# Tasks to carry out
A: Echo the SQL Server storage passage from "For more information" up to and including "SQL Server compression).".
B: Answer these questions using the SQL Server storage passage, one answer per line:
(i) How many 10K disks in a RAID 1+0 stripe would it take to absorb the 30,000 I/O burst?
(ii) What is the size of the Windows hidden sector?
(iii) Which allocation unit size does Microsoft recommend for data, logs, and tempdb?

# Text passage
Indirect Checkpoint has a smoothing effect on the checkpoint process. If the system would normally flush 30K IOPS in one second, it will now write 500 IOPS over the one-minute recovery interval. This feature can provide a huge savings, as it would take 428 10K disks configured in a RAID 1+0 stripe to absorb the 30,000 I/O burst. With Indirect Checkpoint you can use only eight disks. As with any new database feature, ensure that you fully test this configuration prior to turning it loose in a production environment.

Many organizations use shared storage arrays and thin storage pools to increase storage utilization. Keep in mind that storage pools amalgamate not only capacity, but also performance. We have previously recommended that data, log, backup, and temporary database files be isolated onto their own physical storage. When the storage is shared in a storage pool, however, this isolation no longer makes sense.

The current reason for separation is to protect the data, diversifying it across failure domains. In other words, don’t keep all your eggs in one basket. It is advisable to ensure that database backups and physical data reside on different storage groups, or even different storage arrays.

Many IT groups maintain separate database, server, networking, and storage departments. It is important that you communicate the expected database performance requirements to the storage team so they can ensure that the shared storage arrays are designed to handle the load.

Once your application is running on a shared thin storage pool, performance monitoring is critical. Each of the applications is intertwined. Unfortunately, many systems are active at the exact same time — for example, end of month reporting. If your application negatively impacts other applications, it is often more beneficial and cost effective to move it out of the shared storage environment and onto a separate system.

4.6 Partition Alignment

Windows versions prior to Windows Server 2008 did not properly align Windows Server partitions to the underlying storage geometry. Specifically, the Windows hidden sector is 63KB in size. NTFS allocation units default to 4K and are always divisible by 2. Because the hidden sector is an odd size, all of the NTFS allocation units are offset. This results in the possibility of generating twice the number of NTFS requests.

Any partition created using the Windows 2008 or newer operating systems will automatically create sector alignment. If a volume is created using Windows 2003 or older operating systems, it has the possibility of being sector unaligned. Unfortunately, a misaligned partition must be recreated to align it properly.

For more information on sector alignment, please see this blog post: http://sqlvelocity.typepad.com/blog/2011/02/windows-disk-alignment.html.

4.7 NTFS Allocation Unit Size

When formatting a partition you are given the option to choose the allocation unit size, which defaults to 4KB. Allocation units determine both the smallest size the file will take on disk and the size of the Master File Table ($MFT). If a file is 7KB in size, it will occupy two 4KB allocation clusters.

SQL Server files are usually large. Microsoft recommends the use of a 64KB allocation unit size for data, logs, and tempdb. Please note that if you use allocation units greater than 4KB, Windows will disable NTFS data compression (this does not affect SQL Server compression).

# Provided records
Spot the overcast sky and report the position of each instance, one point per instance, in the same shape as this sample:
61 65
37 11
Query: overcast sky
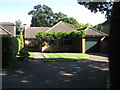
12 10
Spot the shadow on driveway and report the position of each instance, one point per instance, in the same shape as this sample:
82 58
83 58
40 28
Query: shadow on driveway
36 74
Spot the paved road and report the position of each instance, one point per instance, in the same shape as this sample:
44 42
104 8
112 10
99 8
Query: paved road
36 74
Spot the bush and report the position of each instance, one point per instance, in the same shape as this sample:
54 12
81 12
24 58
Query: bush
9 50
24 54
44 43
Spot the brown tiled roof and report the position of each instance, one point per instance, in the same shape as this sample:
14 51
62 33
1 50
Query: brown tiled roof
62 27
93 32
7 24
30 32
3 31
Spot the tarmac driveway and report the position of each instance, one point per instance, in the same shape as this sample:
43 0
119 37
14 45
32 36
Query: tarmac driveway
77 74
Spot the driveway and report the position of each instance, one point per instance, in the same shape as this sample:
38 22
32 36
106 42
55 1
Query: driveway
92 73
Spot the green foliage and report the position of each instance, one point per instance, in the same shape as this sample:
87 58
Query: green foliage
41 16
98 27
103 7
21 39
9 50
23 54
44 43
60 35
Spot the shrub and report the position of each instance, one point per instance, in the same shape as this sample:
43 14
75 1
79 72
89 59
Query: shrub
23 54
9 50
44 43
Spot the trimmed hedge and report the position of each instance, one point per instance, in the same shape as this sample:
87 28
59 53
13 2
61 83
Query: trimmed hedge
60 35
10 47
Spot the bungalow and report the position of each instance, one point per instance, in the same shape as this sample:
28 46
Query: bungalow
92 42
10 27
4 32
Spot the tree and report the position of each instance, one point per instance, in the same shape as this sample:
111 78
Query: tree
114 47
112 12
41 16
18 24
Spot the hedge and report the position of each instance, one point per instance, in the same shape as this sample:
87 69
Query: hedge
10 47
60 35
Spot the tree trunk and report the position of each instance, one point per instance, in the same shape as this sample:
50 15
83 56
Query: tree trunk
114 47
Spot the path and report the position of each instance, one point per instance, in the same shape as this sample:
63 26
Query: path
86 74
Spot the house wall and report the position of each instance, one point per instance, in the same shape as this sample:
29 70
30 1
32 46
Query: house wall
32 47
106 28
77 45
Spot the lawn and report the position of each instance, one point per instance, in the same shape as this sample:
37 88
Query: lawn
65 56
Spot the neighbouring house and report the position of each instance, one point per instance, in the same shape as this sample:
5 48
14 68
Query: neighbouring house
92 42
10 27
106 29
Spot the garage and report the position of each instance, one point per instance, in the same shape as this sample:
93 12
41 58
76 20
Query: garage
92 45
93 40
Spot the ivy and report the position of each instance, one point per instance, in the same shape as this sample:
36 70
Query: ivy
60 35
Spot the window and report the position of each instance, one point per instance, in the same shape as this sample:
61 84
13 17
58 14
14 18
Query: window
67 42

==

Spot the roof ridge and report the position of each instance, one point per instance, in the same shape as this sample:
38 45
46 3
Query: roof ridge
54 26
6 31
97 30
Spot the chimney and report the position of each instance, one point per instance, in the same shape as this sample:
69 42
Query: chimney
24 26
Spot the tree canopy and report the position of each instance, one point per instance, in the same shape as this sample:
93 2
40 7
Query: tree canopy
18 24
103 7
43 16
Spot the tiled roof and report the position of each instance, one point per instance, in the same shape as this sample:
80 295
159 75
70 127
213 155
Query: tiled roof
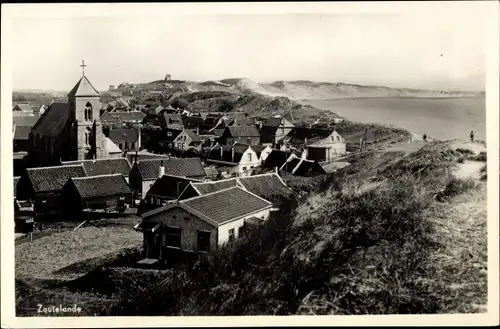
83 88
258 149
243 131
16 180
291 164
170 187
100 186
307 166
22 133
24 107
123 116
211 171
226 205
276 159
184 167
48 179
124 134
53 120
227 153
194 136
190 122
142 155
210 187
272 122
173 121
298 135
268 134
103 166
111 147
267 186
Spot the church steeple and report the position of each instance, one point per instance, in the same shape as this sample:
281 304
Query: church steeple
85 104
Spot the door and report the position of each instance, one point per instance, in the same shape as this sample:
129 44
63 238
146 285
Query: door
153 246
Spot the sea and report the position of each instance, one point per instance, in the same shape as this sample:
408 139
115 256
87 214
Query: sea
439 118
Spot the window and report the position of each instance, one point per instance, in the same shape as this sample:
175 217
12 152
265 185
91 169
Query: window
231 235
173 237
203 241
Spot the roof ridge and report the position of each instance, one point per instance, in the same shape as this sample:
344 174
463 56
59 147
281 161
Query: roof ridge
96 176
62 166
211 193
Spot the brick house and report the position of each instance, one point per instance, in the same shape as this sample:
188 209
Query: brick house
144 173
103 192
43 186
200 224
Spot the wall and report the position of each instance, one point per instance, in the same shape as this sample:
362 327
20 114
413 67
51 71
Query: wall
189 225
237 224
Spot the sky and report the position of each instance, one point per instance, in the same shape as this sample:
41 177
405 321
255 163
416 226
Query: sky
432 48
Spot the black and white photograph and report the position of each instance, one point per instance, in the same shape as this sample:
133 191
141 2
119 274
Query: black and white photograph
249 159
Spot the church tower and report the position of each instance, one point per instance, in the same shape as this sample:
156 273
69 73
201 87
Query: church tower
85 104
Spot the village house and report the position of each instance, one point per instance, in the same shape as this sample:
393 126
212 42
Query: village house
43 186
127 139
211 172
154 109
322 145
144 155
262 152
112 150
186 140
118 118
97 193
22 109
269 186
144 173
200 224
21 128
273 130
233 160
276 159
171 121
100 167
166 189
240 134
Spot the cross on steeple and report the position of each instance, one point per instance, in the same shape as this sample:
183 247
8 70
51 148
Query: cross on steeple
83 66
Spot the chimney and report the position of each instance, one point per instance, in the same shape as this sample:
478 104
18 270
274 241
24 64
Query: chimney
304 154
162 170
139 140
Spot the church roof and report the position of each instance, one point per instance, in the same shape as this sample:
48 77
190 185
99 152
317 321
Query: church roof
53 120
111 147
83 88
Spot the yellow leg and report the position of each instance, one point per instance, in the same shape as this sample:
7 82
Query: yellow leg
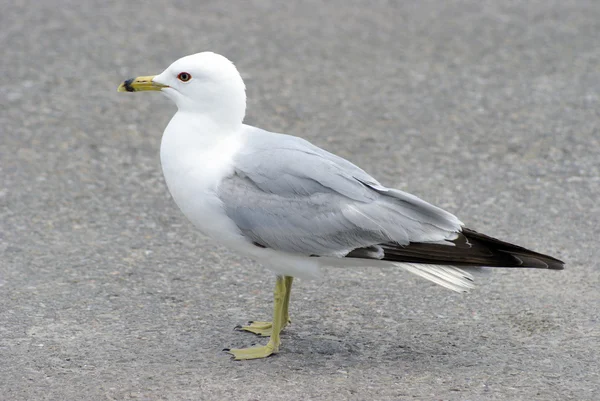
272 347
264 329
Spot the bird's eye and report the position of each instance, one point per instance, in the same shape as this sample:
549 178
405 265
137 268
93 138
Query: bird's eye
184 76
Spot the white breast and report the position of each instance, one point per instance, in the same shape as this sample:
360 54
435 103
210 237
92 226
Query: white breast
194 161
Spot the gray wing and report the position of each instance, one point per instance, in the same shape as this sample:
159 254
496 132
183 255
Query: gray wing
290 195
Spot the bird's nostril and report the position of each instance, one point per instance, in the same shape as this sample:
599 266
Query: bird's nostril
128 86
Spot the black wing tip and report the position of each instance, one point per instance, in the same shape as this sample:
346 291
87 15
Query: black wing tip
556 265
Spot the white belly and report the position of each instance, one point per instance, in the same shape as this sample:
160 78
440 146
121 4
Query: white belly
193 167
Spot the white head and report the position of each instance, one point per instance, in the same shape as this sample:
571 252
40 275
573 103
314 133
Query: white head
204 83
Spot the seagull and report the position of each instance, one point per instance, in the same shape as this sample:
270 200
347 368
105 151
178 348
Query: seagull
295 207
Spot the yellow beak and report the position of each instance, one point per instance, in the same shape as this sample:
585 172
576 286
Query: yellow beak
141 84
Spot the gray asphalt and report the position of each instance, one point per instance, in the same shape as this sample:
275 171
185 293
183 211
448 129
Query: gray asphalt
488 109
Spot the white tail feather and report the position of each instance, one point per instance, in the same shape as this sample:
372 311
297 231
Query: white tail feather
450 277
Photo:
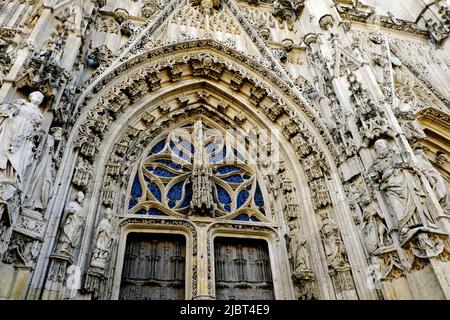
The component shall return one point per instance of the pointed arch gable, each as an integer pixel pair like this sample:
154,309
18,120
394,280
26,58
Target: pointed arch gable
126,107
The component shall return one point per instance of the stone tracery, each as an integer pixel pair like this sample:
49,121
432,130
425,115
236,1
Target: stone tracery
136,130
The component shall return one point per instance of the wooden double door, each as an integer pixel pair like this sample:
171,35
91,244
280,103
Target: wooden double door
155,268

* * *

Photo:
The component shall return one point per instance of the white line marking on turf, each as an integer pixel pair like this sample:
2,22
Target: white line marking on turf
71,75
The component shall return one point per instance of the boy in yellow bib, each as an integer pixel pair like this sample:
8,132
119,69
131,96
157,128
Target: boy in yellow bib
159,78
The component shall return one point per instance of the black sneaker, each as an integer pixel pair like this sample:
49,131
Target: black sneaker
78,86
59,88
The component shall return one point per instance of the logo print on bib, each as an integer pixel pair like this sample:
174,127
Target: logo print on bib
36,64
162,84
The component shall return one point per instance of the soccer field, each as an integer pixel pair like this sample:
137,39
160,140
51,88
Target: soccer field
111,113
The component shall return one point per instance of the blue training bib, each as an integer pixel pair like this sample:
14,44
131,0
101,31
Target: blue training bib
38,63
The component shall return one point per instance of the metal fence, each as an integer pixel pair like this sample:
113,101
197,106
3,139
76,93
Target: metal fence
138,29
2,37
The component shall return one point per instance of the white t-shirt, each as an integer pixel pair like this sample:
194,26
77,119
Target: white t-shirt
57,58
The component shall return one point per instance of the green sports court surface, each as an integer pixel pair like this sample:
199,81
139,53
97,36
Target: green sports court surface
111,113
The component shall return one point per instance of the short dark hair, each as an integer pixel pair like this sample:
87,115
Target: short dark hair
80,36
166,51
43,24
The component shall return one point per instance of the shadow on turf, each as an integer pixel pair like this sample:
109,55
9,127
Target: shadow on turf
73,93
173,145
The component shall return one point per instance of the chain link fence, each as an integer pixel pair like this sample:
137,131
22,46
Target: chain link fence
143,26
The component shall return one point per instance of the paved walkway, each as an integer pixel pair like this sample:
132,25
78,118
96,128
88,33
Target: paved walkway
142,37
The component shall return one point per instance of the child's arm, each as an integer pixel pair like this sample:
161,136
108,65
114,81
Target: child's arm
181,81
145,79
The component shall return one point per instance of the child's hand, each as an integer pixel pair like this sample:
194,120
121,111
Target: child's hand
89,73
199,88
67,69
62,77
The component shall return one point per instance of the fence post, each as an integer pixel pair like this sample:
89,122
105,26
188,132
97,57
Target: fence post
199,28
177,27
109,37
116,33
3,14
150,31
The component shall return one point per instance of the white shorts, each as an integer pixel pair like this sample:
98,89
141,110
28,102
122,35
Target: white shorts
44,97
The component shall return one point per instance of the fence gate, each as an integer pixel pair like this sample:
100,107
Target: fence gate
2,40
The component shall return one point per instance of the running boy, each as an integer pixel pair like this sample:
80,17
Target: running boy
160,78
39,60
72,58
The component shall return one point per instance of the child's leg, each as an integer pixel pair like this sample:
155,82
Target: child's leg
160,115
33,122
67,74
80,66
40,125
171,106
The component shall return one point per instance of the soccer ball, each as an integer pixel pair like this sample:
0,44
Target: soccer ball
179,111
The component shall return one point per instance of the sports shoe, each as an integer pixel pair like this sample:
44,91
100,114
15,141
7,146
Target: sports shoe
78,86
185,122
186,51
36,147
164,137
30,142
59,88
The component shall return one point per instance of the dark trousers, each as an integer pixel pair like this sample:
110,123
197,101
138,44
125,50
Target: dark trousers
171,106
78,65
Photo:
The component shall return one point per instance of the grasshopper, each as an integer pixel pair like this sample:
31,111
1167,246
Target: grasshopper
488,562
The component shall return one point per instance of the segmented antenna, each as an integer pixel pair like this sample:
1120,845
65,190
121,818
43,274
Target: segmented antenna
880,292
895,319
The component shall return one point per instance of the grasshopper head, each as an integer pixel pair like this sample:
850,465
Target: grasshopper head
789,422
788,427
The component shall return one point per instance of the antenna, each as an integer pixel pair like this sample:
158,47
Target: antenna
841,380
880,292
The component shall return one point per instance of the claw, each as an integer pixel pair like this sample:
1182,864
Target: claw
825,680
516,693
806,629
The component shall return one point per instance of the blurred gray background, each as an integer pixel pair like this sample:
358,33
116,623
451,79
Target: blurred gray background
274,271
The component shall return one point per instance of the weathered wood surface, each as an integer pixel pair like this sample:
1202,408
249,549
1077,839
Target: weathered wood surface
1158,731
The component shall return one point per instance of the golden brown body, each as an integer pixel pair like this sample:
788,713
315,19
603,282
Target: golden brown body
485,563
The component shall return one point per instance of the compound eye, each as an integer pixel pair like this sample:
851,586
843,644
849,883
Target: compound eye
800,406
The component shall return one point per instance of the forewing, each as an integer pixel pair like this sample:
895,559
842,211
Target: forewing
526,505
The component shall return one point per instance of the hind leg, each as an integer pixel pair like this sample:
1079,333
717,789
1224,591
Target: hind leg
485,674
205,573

# Set of answers
A:
For more information on sector alignment, please see this blog post: http://sqlvelocity.typepad.com/blog/2011/02/windows-disk-alignment.html.

4.7 NTFS Allocation Unit Size

When formatting a partition you are given the option to choose the allocation unit size, which defaults to 4KB. Allocation units determine both the smallest size the file will take on disk and the size of the Master File Table ($MFT). If a file is 7KB in size, it will occupy two 4KB allocation clusters.

SQL Server files are usually large. Microsoft recommends the use of a 64KB allocation unit size for data, logs, and tempdb. Please note that if you use allocation units greater than 4KB, Windows will disable NTFS data compression (this does not affect SQL Server compression).

B:
(i) 428
(ii) 63KB
(iii) 64KB